Task prompt | Copy out the stretch from the start of the listing through the line that contains "box: [264, 195, 274, 216]", including that line, reproducing each line without any change.

Stored listing
□ □ □

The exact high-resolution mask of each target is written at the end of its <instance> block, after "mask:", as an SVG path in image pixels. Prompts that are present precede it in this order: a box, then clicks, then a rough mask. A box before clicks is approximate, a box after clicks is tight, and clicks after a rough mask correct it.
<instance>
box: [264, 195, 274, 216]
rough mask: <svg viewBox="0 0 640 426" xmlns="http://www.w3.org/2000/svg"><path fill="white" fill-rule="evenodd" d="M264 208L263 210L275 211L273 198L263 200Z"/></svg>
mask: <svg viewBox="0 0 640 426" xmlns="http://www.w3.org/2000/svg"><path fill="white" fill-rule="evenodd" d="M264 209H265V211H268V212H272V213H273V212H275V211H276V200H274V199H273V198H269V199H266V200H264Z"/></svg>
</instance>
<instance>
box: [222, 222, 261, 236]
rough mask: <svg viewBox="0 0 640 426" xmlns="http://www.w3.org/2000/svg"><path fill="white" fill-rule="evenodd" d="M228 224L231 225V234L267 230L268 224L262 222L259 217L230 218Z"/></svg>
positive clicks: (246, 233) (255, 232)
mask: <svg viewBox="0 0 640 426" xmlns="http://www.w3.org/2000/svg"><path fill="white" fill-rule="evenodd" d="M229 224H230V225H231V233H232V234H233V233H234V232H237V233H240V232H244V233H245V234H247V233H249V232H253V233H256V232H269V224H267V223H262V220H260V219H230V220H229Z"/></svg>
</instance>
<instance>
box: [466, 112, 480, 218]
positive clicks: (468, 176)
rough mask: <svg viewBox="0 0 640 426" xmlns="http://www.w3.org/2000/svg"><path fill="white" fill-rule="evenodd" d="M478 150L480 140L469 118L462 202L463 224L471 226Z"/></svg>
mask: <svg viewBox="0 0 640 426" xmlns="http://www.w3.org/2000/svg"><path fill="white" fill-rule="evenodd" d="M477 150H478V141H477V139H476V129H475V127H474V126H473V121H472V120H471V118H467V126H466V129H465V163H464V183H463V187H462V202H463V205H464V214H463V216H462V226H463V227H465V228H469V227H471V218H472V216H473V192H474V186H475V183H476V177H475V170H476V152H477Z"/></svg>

□ □ □

Written solution |
The exact high-resolution mask of each target is written at the end of its <instance> block, after "mask:", as an SVG path in image pixels. Prompts that are present precede it in this order: a box, then clicks, then a rough mask. A box before clicks is approximate, a box after clicks is tight, and clicks after a rough mask correct it.
<instance>
box: [264, 195, 274, 216]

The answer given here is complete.